>> start Records to use

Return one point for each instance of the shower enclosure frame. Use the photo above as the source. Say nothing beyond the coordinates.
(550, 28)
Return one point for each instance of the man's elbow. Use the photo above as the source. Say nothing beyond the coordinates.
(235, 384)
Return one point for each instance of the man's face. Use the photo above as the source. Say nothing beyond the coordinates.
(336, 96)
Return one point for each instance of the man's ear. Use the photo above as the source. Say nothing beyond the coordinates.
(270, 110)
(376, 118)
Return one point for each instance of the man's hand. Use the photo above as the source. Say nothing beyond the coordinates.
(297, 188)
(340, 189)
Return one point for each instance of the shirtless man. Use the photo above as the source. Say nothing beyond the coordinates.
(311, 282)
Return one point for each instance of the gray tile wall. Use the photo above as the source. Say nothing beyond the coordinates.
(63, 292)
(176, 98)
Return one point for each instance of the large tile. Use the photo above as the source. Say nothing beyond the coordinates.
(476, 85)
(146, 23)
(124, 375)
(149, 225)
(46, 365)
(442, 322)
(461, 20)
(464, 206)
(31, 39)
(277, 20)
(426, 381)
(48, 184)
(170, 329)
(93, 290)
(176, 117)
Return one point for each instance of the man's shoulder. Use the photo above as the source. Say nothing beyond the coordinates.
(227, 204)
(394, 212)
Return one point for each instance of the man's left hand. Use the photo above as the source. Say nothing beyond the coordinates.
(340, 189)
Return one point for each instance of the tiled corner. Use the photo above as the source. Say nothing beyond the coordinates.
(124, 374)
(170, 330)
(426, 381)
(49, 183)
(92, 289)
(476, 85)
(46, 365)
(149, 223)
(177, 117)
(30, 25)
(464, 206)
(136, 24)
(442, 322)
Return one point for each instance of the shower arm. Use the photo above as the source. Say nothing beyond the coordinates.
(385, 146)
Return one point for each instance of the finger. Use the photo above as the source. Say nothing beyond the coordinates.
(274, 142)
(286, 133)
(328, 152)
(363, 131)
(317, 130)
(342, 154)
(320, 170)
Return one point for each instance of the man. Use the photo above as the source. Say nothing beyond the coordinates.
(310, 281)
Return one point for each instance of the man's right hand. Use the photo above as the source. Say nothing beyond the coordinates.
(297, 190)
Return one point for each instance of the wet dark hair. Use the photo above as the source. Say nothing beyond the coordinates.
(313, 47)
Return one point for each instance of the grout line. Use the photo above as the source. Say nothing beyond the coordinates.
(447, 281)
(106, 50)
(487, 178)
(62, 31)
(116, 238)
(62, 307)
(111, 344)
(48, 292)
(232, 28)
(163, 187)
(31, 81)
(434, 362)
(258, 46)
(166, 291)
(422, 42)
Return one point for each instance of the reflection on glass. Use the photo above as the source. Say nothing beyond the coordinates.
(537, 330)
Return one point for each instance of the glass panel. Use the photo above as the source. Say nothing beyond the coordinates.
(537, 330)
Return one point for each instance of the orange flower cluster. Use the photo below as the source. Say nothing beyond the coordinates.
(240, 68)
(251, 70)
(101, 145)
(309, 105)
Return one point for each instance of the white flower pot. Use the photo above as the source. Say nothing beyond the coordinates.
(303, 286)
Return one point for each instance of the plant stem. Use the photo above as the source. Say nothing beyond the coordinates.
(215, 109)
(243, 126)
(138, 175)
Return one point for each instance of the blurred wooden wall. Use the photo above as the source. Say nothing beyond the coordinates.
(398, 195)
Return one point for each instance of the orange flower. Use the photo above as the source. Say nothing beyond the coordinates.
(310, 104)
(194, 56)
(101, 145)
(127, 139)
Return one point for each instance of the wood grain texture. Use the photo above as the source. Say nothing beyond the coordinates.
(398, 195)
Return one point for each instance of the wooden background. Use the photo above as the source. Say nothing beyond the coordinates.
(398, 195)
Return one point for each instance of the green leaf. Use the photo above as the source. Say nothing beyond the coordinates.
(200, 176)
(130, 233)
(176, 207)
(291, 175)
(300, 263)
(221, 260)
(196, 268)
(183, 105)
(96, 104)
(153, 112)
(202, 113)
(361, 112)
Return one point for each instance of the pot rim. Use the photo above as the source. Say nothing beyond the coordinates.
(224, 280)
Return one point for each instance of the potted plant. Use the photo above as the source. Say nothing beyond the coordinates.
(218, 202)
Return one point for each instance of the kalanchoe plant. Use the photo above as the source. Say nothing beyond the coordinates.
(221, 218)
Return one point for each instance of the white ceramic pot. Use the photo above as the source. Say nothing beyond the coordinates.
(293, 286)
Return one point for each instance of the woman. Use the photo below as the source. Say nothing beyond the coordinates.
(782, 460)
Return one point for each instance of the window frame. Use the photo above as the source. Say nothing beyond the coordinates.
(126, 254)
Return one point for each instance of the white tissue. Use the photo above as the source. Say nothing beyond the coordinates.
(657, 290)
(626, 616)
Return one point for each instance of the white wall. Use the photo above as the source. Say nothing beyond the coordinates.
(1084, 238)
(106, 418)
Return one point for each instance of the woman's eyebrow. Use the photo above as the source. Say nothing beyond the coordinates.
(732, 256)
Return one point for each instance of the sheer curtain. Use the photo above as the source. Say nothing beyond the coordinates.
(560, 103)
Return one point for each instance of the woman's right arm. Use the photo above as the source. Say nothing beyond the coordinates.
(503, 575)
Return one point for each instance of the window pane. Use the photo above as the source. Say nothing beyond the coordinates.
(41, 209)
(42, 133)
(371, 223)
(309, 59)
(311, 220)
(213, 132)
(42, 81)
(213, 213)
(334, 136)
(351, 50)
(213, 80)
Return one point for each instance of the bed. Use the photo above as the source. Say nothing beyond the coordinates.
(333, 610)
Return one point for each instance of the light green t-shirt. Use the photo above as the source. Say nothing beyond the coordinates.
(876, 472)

>> end Records to use

■ Stated exercise:
Please copy the records again, starting at the line that contains "Return one point for each instance of the white ceramic" and continuing through the end of the records, with 126 added to every coordinate in the answers.

■ Written reply:
Return one point for each instance of the white ceramic pot. Use the photo above as the source. Say nothing beyond the coordinates.
(419, 412)
Return one point for each instance of the woman. Use the photo below as the source. Say nothing beyond the coordinates.
(908, 586)
Return one point for each instance of the window frame. Use the photo above as the source. Say nothing beyond the coordinates.
(252, 380)
Return one point for each instance of the white tissue. Use the photo above as the source. Say nothing beyond the coordinates.
(783, 416)
(752, 742)
Return one point for each instance of the white wall. Use the photo above as the source. Say nothing beyond the coordinates.
(1210, 364)
(232, 544)
Return one point for each instance of the woman's eyebrow. Use the photo above as the source. Say nothing beyond the coordinates.
(858, 382)
Return one point for each instance of the sheer curtain. Use the photo above as the source. Say nothing beyond the coordinates.
(686, 229)
Return one point for each instance of the woman's right arm. Use the photo above as the source. Say nothing beyond the coordinates.
(629, 701)
Return one point for each instance of the window pane. Use the photo above as the source. Say nothing beyond the coordinates.
(167, 335)
(168, 259)
(497, 349)
(435, 185)
(437, 346)
(339, 258)
(168, 207)
(339, 339)
(460, 262)
(477, 176)
(339, 206)
Return one point for each instance of the bed. Use the photo above as the source. Say nothing beyond the coordinates.
(459, 736)
Return one point for each instance of the light green t-shirt. Use the photo above as the source. Say nothing beyond the coordinates.
(1002, 598)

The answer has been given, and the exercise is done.